REQUIREMENT A:
List every test file named in the table of the live-test documentation.
REQUIREMENT B:
Write the next part of the live-test documentation, continuing from its final line.

GIVEN PASSAGE:

____________________

Run: npm test -- --run tests/agent

Live tests (opt-in, costs real money)

Live integration tests live in tests/agent/live/ and use a separate vitest config (vitest.live.config.ts). They are NOT run by npm test to avoid burning API credits in CI.

# Run all live tests against whichever provider has an env key
npm run test:live
 
# Run a single file
npx vitest run --config vitest.live.config.ts tests/agent/live/foundations.test.ts
 
# Force a specific provider via env (overrides preferred-provider)
GRID_AGENT_PROVIDER=anthropic npm run test:live

File	Tests	Coverage
`foundations.test.ts`	6	Trivial sums, type tags, DEFAULT, input override, headers, output shape
`arrays.test.ts`	5	SUM/MAP/REDUCE/SCAN, AVERAGE/MIN/MAX
`text-and-logic.test.ts`	6	Concat, interpolation, regex, MATCH, CASE WHEN, THEN/ELSE
`external-and-rules.test.ts`	8	FX_RATE+DEFAULT, HTTP_JSON+WITH, ML_SCORE lazy, no-external-in-rule, WHEN/EVERY/AT
`recovery.test.ts`	6	Multi-line MATCH avoidance, runtime selection, CASE WHEN, error literal restrictions, full-column avoidance, hallucination guard
`providers.test.ts`	3	Per-provider smoke (gateway / anthropic / openai)

Every live test:

Generates a model via runLive(prompt)

____________________

RECORD SET:

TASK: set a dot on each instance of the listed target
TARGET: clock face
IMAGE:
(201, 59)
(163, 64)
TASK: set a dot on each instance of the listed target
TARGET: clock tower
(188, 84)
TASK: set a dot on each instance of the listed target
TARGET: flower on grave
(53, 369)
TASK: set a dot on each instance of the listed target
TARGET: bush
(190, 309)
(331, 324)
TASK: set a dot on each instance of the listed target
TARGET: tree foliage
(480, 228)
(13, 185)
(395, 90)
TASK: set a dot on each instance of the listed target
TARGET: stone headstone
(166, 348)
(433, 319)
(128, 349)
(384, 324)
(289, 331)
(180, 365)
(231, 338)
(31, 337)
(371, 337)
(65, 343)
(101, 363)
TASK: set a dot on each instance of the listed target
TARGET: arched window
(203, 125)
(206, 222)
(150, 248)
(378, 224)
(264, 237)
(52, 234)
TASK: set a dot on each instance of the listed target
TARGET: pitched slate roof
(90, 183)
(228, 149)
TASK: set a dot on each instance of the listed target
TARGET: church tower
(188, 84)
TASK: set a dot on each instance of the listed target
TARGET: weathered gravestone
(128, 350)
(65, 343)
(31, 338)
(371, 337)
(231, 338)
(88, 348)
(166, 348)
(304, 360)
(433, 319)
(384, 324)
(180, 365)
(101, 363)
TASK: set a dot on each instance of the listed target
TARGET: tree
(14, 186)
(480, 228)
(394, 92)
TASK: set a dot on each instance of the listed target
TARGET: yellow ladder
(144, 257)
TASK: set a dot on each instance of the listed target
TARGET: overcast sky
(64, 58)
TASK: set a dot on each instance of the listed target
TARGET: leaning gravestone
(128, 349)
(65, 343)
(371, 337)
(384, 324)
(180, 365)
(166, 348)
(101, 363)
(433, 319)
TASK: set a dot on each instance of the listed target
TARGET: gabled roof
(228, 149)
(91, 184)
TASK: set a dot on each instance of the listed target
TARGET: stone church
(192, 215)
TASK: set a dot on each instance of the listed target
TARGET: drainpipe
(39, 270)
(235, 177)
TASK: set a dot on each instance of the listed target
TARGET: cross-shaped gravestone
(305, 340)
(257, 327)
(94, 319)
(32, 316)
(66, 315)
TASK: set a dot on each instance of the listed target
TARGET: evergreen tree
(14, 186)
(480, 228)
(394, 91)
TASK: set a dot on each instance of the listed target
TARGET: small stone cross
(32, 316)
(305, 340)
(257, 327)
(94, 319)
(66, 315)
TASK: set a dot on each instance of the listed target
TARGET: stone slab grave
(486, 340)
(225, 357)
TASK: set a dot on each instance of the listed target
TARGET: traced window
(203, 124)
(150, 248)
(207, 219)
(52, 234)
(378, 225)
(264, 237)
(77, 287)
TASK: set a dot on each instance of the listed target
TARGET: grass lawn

____________________

RESULT A:
foundations.test.ts, arrays.test.ts, text-and-logic.test.ts, external-and-rules.test.ts, recovery.test.ts, providers.test.ts

RESULT B:
Independently re-validates the source via validateGridSource
Independently re-evaluates via evaluateGridSource
Asserts on actual cell values from the in-process runtime

So tests don't trust the agent's self-reported validatedClean — they verify against the real parser + runtime.

Setup for live tests

Set one or more of:

Env var	Provider
`AI_GATEWAY_API_KEY`	Vercel AI Gateway (recommended)
`ANTHROPIC_API_KEY`	Direct Anthropic
`OPENAI_API_KEY`	Direct OpenAI

Tests skip themselves when no key is configured for the chosen provider, so a partial keyset still runs the available subset.

Optional model overrides (use the latest model id for the provider):

export GRID_AGENT_LIVE_GATEWAY_MODEL="anthropic/claude-sonnet-4.5"
export GRID_AGENT_LIVE_ANTHROPIC_MODEL="claude-sonnet-4-5"
export GRID_AGENT_LIVE_OPENAI_MODEL="gpt-5.1"

Expected cost: ~$1.50 for the full suite (~34 tests). Each test runs sequentially (fileParallelism: false) to avoid rate limits.